▸ Excerpt to read
>> Start
### Enriched Lawvere Theories for Operational Semantics

#### Posted by John Baez

*guest post by Mike Stay*

Programs are an expression of programmer intent. We want the computer
to do something for us, so we need to tell it what to do. We make
mistakes, though, so we want to be able to check somehow that the
program will do what we want. The idea of *semantics* for a
programming language is that we assign some meaning to programs in
such a way that we can reason about the behavior of a program. There
are two main approaches to this: denotational semantics and
operational semantics. I’ll discuss both below, but the post will
focus for the most part on operational semantics.

There’s a long history of using 2-categories and related structures for term rewriting and operational semantics, but Greg Meredith and I are particularly fond of an approach using multisorted Lawvere theories enriched over the category of reflexive directed graphs, which we call Gph. Such enriched Lawvere theories are equal in power to, for instance, Sassone and Sobociński’s reactive systems, but in my opinion they have a cleaner categorical presentation. We wrote a paper on them:

Here I’ll just sketch the basic ideas.

# Denotational Semantics

Denotational semantics works really well for functional programming
languages. The actual process of computation is largely ignored in
denotational semantics; it doesn’t matter *how* you compute the
function, just *what* the function is. John Baez’s
seminar
eleven years ago explored Lambek and Scott’s approach to the
denotational semantics of lambda calculus, and there was extensive
discussion on this blog. Lambek and Scott constructed a cartesian
closed category of types and $\alpha$-$\beta$-$\eta$-equivalence
classes of terms with one free variable, and then assigned meaning to
the types and terms with a cartesian closed functor into Set.

Denotational semantics gets a lot harder once we move away from functional programming languages. Modern programs run on multiple computers at the same time and each computer has several cores. The computers are connected by networks that can mix up the order in which messages are received. A program may run perfectly by itself, but deadlock when you run it in parallel with another copy of itself. The notion of “composition” begins to change, too: we run programs in parallel with each other and let them interact by passing messages back and forth, not simply by feeding the output of one function into the input of another. All of this makes it hard to think of such programs as functions.

# Operational Semantics

Operational semantics is the other end of the spectrum, concerned with the rules by which the state of a computer changes. Whereas denotational semantics is inspired by Church and the lambda calculus, operational semantics is inspired by Turing and his machines. All of computational complexity lives here (e.g. $P \stackrel{?}{=} NP$).
>> End
▸ Actions to take
A – According to the blog post, over which category are the multisorted Lawvere theories enriched?
B – Print the part of the blog post starting with "Programs are an" and going on through "on operational semantics.".
C – Turn the paragraph of the blog post that begins "Denotational semantics gets a lot harder" into a short bulleted list that keeps its main facts.
Use only the blog post to complete these tasks.

▸ Stored data
>> Start
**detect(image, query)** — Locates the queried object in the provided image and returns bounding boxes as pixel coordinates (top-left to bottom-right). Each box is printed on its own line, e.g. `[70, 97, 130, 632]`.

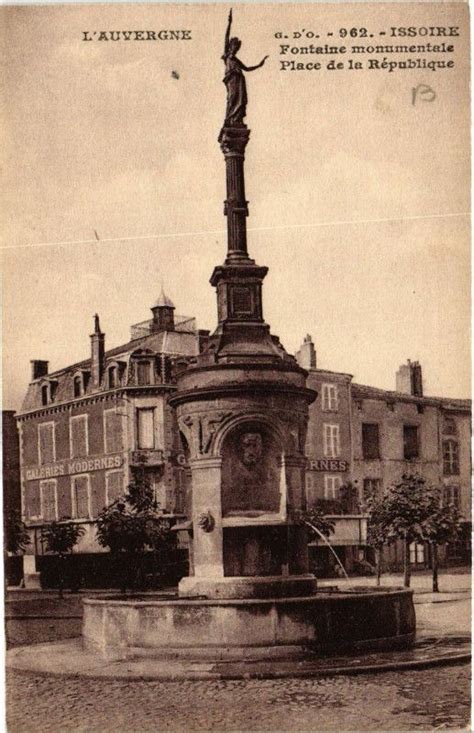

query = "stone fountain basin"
[82, 588, 416, 660]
>> End
▸ Results for the exercise
A – The category of reflexive directed graphs, called Gph.

B –
Programs are an expression of programmer intent. We want the computer
to do something for us, so we need to tell it what to do. We make
mistakes, though, so we want to be able to check somehow that the
program will do what we want. The idea of *semantics* for a
programming language is that we assign some meaning to programs in
such a way that we can reason about the behavior of a program. There
are two main approaches to this: denotational semantics and
operational semantics. I’ll discuss both below, but the post will
focus for the most part on operational semantics.

C –
- Denotational semantics becomes much harder beyond functional programming languages.
- Modern programs run on multiple computers at once, each with several cores.
- Networks connecting the computers can scramble the order in which messages arrive.
- A program that runs fine alone may deadlock when run in parallel with a copy of itself.
- Composition changes meaning: programs run in parallel and interact by passing messages, not by feeding one function's output into another's input.
- All of this makes such programs hard to think of as functions.